Found Cat Found

On one corner of my street, someone has put up a sign that reads Found Cat, and at the other corner, someone else has put up another sign for another cat that reads Cat Found. Aside from the fact that there seem to be a lot of unattached cats in the neighborhood, what is the difference in grammar and effect between these two headlines?

What’s going on here has to do grammatically with where to place an adjective in relation to its noun. When an adjective precedes the noun it modifies, as in found cat, it is called an attributive adjective, because in that position it intends to name an attribute, or essential characteristic, of its noun. If I say that my cat likes dry food more than wet food, the adjectives dry and wet are being used attributively. I mean simply to identify the kind of food I am referring to. Nothing’s happening; I’m just naming something in the world, something called dry food and something called wet food.

== PROVIDED MATERIAL ==

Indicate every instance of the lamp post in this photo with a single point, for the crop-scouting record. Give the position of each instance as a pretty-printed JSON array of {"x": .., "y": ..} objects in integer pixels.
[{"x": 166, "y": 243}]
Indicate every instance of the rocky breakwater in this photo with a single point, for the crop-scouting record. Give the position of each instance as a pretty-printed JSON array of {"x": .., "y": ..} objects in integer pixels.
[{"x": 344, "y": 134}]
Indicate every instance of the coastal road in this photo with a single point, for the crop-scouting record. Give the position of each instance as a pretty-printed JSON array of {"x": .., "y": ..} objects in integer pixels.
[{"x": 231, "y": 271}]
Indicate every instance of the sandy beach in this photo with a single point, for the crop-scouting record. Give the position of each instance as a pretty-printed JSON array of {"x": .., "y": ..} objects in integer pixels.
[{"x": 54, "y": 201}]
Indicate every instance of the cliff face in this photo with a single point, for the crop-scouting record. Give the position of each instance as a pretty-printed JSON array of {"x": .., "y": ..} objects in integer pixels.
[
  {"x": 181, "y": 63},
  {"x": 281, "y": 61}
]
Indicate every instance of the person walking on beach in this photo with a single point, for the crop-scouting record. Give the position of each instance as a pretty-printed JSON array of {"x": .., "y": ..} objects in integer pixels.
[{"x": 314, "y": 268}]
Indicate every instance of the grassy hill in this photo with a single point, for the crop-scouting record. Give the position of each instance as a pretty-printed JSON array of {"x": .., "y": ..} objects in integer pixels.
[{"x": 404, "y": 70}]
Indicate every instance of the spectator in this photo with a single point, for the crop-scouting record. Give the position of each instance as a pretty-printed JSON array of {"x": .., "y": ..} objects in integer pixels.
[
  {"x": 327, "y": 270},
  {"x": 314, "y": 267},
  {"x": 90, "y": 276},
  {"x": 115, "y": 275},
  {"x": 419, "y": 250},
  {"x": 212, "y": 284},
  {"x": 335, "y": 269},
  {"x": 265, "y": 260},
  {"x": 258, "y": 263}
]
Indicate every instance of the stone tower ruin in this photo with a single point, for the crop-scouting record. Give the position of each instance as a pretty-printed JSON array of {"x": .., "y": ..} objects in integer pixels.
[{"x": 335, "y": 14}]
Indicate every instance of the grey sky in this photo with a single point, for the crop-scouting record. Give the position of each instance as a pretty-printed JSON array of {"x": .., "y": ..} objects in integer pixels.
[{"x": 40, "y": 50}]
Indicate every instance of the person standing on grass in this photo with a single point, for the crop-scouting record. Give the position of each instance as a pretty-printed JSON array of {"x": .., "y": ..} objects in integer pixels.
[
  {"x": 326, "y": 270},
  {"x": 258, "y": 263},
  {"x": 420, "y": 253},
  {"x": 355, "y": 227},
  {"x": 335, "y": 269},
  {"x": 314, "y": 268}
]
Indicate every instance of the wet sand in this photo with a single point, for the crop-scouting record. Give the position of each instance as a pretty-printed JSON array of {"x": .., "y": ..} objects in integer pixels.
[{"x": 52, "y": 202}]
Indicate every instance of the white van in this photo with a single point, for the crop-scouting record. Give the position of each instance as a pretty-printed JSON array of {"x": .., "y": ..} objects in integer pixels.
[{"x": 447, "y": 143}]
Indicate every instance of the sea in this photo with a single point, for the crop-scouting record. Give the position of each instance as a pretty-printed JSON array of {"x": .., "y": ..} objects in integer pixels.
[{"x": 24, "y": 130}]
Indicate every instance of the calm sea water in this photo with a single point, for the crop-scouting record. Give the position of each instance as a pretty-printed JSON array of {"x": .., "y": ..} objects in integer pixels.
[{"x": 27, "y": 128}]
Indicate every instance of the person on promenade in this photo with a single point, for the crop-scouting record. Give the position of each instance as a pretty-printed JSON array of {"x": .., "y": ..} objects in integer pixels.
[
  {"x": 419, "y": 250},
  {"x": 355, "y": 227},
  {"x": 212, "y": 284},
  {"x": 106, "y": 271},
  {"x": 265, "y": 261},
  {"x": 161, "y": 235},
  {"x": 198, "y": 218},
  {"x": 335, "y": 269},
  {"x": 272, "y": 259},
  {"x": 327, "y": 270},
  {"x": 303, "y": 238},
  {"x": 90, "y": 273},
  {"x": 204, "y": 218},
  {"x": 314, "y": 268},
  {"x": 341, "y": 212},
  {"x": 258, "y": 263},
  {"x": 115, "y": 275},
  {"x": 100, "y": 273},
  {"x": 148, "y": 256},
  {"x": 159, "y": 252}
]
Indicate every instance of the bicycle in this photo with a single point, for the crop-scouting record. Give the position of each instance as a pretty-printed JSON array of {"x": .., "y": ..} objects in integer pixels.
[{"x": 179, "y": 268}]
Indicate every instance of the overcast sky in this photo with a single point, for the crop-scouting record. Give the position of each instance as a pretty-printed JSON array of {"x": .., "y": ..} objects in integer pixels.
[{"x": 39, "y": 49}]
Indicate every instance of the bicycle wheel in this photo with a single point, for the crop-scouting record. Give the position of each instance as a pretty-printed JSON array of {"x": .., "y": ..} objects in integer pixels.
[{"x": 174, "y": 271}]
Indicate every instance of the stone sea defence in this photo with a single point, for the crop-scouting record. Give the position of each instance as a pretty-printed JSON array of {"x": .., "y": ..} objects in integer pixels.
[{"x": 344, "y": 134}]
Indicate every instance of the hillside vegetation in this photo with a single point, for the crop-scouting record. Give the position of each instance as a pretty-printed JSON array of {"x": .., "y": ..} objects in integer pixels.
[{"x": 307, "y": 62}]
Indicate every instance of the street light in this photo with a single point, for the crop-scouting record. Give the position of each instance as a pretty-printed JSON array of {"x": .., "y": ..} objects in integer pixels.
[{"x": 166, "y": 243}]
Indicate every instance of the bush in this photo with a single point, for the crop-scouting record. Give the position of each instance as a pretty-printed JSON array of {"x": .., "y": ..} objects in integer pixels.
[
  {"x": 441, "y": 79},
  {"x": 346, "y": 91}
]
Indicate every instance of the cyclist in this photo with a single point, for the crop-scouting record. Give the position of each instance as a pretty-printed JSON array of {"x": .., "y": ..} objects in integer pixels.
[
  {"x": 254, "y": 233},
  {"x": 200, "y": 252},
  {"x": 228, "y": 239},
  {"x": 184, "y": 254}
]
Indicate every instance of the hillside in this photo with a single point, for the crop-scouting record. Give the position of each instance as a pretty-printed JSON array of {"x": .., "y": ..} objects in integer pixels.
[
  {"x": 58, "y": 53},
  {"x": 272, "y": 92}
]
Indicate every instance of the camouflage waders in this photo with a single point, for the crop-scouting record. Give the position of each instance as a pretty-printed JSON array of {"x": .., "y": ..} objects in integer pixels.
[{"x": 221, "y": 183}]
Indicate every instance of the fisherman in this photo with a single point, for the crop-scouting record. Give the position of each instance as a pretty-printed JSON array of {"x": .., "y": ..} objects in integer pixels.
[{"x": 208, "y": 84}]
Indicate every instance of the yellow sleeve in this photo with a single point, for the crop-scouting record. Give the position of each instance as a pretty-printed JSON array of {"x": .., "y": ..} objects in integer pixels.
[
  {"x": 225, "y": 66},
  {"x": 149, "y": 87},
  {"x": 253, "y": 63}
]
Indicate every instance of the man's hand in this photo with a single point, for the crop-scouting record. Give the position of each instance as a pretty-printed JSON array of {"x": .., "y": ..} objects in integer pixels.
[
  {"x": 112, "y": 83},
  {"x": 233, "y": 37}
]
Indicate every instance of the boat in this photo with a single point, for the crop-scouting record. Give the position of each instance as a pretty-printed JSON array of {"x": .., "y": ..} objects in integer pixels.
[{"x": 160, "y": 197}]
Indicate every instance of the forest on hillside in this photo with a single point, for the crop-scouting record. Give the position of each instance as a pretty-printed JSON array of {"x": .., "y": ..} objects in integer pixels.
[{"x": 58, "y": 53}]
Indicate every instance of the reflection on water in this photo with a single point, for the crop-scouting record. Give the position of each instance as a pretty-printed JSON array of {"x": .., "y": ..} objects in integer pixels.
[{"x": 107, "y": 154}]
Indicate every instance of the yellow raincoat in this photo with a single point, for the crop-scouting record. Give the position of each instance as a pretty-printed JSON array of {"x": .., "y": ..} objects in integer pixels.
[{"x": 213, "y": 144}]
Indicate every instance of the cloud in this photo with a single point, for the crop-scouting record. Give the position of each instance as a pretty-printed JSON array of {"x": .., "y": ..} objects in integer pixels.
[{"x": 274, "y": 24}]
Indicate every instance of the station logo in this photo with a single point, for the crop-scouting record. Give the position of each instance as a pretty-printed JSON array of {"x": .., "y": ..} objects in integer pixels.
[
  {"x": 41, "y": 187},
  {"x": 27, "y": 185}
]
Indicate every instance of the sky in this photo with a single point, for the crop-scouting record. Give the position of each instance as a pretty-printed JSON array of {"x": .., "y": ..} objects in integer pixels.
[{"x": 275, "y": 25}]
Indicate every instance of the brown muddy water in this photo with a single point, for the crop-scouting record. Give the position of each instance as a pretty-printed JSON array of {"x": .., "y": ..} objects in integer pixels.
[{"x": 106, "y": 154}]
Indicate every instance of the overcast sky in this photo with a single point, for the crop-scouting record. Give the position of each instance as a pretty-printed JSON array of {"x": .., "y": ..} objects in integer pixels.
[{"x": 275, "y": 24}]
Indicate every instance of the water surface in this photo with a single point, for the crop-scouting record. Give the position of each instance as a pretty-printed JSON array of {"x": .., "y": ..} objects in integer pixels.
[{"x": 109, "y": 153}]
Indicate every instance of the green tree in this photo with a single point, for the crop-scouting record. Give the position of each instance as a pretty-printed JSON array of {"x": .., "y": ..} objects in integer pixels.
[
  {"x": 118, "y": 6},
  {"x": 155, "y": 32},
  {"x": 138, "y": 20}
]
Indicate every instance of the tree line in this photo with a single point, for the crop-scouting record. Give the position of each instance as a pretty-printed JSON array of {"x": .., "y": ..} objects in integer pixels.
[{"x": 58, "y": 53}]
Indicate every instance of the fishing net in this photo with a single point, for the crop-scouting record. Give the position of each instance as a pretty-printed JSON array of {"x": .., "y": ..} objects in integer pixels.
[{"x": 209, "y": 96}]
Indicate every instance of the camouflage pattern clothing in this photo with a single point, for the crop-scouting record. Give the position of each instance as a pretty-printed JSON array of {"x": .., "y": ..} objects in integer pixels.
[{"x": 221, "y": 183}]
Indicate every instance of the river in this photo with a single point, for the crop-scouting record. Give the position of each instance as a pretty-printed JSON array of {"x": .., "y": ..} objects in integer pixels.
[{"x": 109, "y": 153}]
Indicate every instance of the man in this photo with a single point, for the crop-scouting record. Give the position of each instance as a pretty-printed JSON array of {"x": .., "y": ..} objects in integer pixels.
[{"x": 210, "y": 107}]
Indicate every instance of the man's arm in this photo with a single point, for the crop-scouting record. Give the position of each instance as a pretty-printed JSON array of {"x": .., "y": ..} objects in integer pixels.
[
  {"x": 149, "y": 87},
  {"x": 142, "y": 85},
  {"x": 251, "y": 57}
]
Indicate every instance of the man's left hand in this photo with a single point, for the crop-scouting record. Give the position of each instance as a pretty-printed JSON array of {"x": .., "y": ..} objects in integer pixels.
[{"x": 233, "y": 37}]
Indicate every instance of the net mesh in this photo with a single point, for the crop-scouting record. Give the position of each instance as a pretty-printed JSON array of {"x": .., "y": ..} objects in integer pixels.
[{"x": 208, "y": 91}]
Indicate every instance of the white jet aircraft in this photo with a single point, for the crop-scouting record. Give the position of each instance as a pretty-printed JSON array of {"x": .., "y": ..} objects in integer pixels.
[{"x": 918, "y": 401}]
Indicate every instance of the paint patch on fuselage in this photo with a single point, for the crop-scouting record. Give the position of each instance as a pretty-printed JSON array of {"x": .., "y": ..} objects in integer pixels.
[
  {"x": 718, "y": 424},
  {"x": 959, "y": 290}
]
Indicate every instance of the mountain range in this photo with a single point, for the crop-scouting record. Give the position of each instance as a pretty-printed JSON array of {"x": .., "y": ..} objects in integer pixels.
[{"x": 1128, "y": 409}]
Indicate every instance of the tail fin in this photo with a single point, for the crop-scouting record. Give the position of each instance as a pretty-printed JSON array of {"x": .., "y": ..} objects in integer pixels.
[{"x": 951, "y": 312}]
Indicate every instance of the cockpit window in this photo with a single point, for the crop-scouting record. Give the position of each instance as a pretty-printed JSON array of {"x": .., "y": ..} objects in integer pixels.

== REQUESTS ==
(a) Answer these questions using the grammar passage:
(i) What does the sign at the other corner of the street read?
(ii) What is an adjective called when it comes before the noun it modifies?
(iii) Which two adjectives describing cat food are used attributively?
(b) Collect every line of the records that contains the string "hand", treating uppercase and lowercase as different.
The grammar passage and the records come from unrelated sources.

== WRITTEN ANSWERS ==
(a)
(i) Cat Found
(ii) An attributive adjective
(iii) Dry and wet

(b)
Indicate every instance of the man's hand in this photo with a single point, for the crop-scouting record. Give the position of each instance as a pretty-printed JSON array of {"x": .., "y": ..} objects in integer pixels.
Indicate every instance of the man's left hand in this photo with a single point, for the crop-scouting record. Give the position of each instance as a pretty-printed JSON array of {"x": .., "y": ..} objects in integer pixels.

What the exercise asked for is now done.